Start Given information
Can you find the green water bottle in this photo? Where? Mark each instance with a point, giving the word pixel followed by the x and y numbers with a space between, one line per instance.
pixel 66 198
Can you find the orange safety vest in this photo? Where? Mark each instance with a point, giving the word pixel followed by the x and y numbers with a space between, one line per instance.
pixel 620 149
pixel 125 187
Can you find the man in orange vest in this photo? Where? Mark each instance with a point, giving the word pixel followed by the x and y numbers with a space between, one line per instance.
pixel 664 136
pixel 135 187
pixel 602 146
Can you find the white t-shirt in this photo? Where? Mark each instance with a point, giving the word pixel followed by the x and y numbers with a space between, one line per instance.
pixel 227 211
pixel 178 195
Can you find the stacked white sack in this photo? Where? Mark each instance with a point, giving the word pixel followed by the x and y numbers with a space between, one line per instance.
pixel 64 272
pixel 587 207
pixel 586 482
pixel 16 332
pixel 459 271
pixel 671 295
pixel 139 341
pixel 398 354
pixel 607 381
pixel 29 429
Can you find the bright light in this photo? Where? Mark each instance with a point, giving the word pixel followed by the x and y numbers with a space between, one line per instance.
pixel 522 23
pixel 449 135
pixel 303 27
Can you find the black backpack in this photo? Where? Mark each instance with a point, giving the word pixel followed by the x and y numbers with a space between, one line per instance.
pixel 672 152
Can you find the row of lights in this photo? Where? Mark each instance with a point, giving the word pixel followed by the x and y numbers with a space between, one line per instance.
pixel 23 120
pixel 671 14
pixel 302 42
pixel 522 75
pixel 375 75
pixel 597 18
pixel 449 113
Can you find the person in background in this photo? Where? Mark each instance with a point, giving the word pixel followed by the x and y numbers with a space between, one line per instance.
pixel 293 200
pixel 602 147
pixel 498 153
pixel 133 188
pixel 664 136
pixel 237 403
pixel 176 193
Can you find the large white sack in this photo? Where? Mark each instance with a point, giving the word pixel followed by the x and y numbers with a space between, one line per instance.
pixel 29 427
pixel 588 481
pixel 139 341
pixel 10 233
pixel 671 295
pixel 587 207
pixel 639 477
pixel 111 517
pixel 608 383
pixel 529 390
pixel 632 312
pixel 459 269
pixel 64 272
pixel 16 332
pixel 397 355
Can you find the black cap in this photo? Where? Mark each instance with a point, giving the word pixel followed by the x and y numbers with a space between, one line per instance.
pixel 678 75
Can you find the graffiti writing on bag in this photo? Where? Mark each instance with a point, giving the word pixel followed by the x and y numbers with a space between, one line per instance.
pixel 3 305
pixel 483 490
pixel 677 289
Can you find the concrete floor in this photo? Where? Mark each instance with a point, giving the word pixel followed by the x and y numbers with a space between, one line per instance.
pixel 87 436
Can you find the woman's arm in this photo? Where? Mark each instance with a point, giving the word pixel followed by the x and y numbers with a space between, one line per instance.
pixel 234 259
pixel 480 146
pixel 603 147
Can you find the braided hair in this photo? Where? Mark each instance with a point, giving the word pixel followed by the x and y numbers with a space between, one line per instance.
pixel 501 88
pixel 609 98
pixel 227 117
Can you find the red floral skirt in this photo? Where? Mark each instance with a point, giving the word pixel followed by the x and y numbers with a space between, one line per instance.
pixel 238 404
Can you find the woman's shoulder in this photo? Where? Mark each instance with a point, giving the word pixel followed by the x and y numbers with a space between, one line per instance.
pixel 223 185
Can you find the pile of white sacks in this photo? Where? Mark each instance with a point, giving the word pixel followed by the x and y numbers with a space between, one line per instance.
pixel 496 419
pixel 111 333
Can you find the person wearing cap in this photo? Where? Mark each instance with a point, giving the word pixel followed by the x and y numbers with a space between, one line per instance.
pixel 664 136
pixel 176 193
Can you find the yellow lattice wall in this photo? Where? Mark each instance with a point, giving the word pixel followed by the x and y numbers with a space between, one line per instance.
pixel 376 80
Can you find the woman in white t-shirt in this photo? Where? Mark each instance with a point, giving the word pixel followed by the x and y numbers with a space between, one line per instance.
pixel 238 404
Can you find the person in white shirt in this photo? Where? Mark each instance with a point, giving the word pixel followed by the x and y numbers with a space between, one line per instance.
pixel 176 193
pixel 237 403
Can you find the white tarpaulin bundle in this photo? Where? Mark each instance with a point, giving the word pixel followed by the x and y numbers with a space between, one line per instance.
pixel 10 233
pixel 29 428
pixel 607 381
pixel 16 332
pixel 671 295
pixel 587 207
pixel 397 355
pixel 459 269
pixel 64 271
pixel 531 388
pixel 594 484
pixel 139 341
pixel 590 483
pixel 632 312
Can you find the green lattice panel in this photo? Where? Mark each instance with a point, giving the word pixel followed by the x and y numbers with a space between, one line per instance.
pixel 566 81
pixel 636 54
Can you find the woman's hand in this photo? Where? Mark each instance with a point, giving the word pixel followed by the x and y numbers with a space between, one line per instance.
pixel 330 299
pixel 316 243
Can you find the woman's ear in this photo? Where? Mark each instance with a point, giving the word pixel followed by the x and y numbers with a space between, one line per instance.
End Given information
What is needed: Repeat the records above word for word, from the line with "Can you find the braided" up to and including the line with "pixel 223 185".

Task answer:
Can you find the braided hair in this photo? Where? Mark each instance with a point, giving the word pixel followed by the x and y numbers with a space between, one line per instance.
pixel 501 88
pixel 609 98
pixel 227 117
Can you find the red floral skirt in this photo? Where? Mark each instance with a point, giving the word pixel followed by the x and y numbers with a space between, one line per instance.
pixel 238 404
Can you find the woman's shoulder in this photo? Where? Mark each instance with a point, giving the word pixel followed by the x and y numbers with a space between, one line per instance.
pixel 223 185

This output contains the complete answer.